TASK DIRECTIONS =
Find the line that contains "One point lands on each instance of the pale". Output it and every line after it to the end of the records, exactly as they appear.
▽
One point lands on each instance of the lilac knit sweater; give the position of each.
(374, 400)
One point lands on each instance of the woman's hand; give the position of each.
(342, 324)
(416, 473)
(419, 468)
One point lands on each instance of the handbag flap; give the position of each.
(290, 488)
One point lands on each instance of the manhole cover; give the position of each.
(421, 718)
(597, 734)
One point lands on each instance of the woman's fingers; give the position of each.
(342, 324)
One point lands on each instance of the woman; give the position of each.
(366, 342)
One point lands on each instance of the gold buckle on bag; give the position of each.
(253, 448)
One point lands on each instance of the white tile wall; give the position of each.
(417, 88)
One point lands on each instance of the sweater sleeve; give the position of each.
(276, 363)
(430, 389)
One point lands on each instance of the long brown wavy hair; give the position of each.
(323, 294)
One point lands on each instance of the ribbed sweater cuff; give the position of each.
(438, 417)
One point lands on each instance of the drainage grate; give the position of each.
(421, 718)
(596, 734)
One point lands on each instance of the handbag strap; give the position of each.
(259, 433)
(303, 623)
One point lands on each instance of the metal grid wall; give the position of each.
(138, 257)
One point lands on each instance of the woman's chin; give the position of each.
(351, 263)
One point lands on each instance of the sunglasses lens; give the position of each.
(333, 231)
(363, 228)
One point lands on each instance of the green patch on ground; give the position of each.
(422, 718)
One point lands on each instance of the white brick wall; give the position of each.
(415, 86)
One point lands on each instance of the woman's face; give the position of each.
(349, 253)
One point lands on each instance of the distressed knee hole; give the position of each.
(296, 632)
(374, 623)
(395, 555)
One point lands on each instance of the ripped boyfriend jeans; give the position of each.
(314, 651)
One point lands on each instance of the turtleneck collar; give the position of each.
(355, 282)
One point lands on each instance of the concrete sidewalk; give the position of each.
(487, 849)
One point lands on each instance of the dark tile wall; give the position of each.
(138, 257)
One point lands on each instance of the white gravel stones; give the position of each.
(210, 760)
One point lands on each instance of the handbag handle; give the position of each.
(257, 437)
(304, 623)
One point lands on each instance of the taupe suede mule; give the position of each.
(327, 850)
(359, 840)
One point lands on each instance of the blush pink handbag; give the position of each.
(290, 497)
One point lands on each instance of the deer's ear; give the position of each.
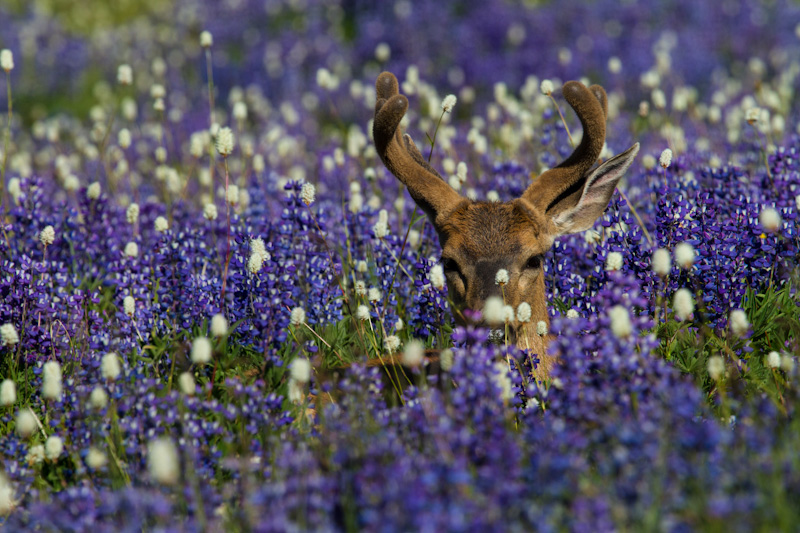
(596, 194)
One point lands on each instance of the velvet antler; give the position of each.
(401, 156)
(570, 194)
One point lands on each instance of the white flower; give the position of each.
(51, 380)
(752, 115)
(124, 138)
(201, 351)
(210, 212)
(110, 367)
(298, 316)
(787, 363)
(524, 312)
(255, 262)
(503, 381)
(35, 454)
(666, 158)
(383, 52)
(219, 326)
(186, 383)
(361, 288)
(446, 359)
(131, 249)
(362, 312)
(6, 63)
(8, 392)
(95, 459)
(716, 367)
(307, 193)
(27, 423)
(8, 334)
(773, 360)
(739, 323)
(232, 194)
(225, 141)
(47, 235)
(661, 262)
(7, 501)
(391, 343)
(684, 255)
(124, 74)
(461, 171)
(541, 328)
(501, 278)
(770, 219)
(53, 447)
(132, 213)
(129, 305)
(163, 461)
(683, 304)
(381, 227)
(413, 354)
(98, 398)
(659, 100)
(437, 276)
(493, 312)
(15, 189)
(614, 261)
(161, 225)
(449, 103)
(240, 111)
(93, 191)
(621, 325)
(301, 370)
(157, 91)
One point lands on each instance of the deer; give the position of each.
(478, 238)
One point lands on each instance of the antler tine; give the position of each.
(401, 156)
(569, 177)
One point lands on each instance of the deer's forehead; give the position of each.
(483, 229)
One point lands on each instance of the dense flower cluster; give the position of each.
(207, 275)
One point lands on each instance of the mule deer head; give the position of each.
(480, 238)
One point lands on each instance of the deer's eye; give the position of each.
(449, 265)
(534, 263)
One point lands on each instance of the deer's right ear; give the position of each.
(596, 194)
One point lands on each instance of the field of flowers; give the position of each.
(205, 269)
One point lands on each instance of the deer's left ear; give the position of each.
(596, 194)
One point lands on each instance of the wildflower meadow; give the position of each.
(219, 311)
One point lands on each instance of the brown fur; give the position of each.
(479, 238)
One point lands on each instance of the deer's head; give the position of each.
(480, 238)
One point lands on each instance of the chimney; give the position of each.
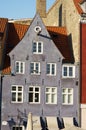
(41, 7)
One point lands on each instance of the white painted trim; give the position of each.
(83, 106)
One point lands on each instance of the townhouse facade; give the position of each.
(38, 79)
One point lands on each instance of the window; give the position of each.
(34, 94)
(67, 96)
(35, 68)
(18, 127)
(68, 71)
(51, 95)
(20, 67)
(51, 69)
(37, 47)
(17, 94)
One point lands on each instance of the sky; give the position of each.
(18, 9)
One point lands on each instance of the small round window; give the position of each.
(37, 29)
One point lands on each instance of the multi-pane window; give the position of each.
(18, 127)
(17, 94)
(67, 96)
(20, 67)
(51, 69)
(51, 95)
(68, 71)
(35, 68)
(34, 94)
(37, 47)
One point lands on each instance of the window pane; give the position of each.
(53, 98)
(37, 89)
(30, 89)
(30, 97)
(19, 88)
(64, 90)
(21, 67)
(47, 98)
(48, 68)
(69, 90)
(53, 89)
(53, 69)
(70, 71)
(32, 67)
(19, 97)
(39, 47)
(37, 67)
(17, 66)
(47, 89)
(36, 97)
(64, 98)
(13, 88)
(69, 98)
(13, 96)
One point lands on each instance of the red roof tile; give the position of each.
(17, 31)
(77, 4)
(3, 22)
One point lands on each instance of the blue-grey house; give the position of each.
(39, 76)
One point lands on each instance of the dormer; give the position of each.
(83, 6)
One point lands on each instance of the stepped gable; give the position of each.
(17, 31)
(3, 23)
(77, 4)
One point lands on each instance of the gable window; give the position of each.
(51, 95)
(34, 94)
(20, 67)
(35, 68)
(68, 71)
(51, 69)
(18, 128)
(38, 47)
(17, 94)
(67, 96)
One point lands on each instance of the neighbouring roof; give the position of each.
(17, 31)
(78, 7)
(76, 2)
(3, 22)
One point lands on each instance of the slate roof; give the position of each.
(17, 31)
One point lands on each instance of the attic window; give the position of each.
(37, 29)
(1, 36)
(55, 35)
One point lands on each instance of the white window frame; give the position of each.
(68, 96)
(16, 92)
(68, 67)
(21, 67)
(16, 126)
(33, 92)
(50, 73)
(35, 72)
(50, 95)
(37, 47)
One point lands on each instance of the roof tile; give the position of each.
(17, 31)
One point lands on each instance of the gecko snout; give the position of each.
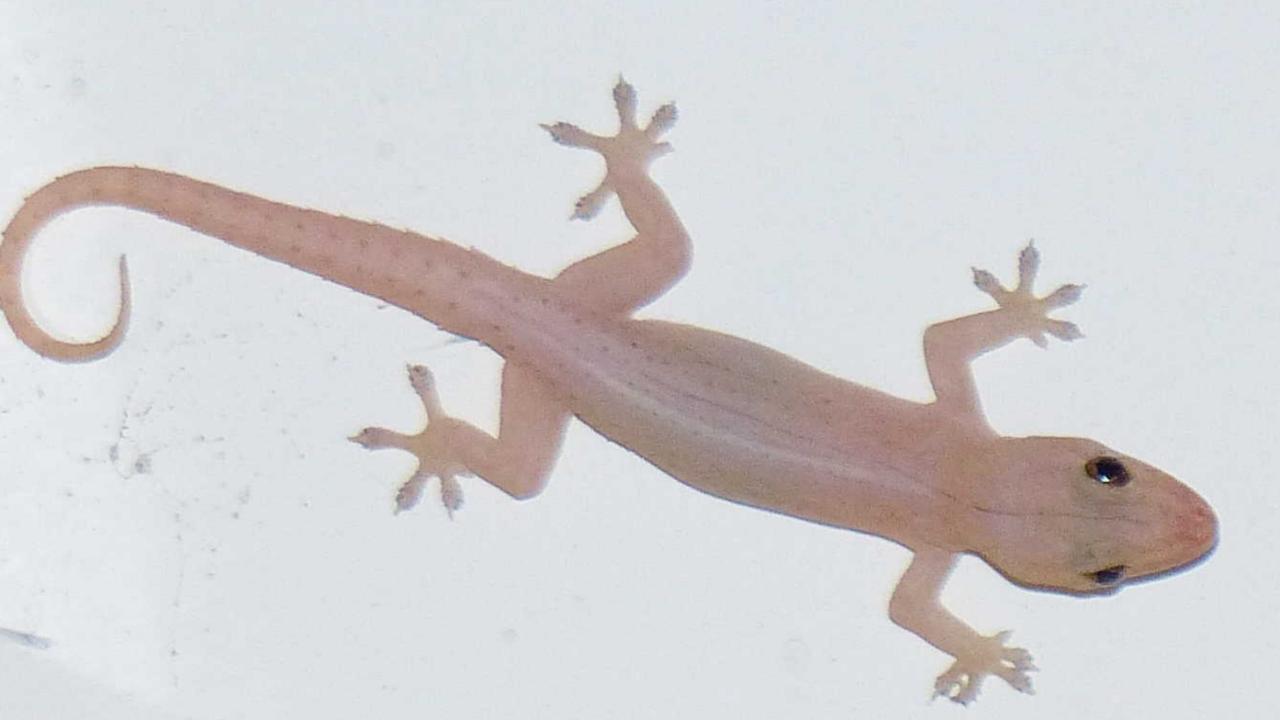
(1196, 527)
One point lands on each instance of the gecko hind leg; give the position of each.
(517, 461)
(634, 273)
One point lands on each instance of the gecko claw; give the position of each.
(430, 446)
(627, 153)
(963, 680)
(1032, 311)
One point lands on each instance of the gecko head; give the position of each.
(1073, 515)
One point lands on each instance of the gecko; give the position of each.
(723, 415)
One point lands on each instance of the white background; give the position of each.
(186, 522)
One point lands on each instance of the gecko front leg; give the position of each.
(951, 346)
(917, 606)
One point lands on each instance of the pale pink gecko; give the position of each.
(720, 414)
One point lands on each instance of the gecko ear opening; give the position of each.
(1107, 470)
(1109, 577)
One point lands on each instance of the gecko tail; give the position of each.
(39, 340)
(64, 194)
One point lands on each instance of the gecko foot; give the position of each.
(963, 680)
(430, 446)
(626, 153)
(1033, 310)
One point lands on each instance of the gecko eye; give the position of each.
(1109, 577)
(1107, 470)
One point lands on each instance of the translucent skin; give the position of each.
(717, 413)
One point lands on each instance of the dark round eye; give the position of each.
(1107, 470)
(1109, 577)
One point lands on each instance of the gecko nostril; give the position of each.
(1197, 525)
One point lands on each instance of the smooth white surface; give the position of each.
(186, 522)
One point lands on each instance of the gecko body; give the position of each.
(721, 414)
△
WRITTEN SOLUTION =
One point lands on each instance of the pale pink gecko; give the position of each.
(720, 414)
One point lands on each instance of the gecko ear opening; give the position of each.
(1107, 470)
(1109, 577)
One point lands on each instance of the gecko tail; give the position of each.
(39, 340)
(64, 194)
One point lands on each instance of the gecko foot; give the position of each.
(963, 680)
(430, 446)
(626, 153)
(1033, 310)
One point lands on each instance of the gecko eye; give the position of each.
(1109, 577)
(1107, 470)
One point lands on each instance of the translucent skin; give the position of each.
(717, 413)
One point lands on each instance of the dark round eye; give the position of each.
(1107, 470)
(1109, 577)
One point lands on each instance of the gecko nostril; give the position of each.
(1197, 525)
One point lands on each instance of the smooth white surface; give the position of each.
(186, 522)
One point lands on each instance of the gecko body; give the position of each.
(721, 414)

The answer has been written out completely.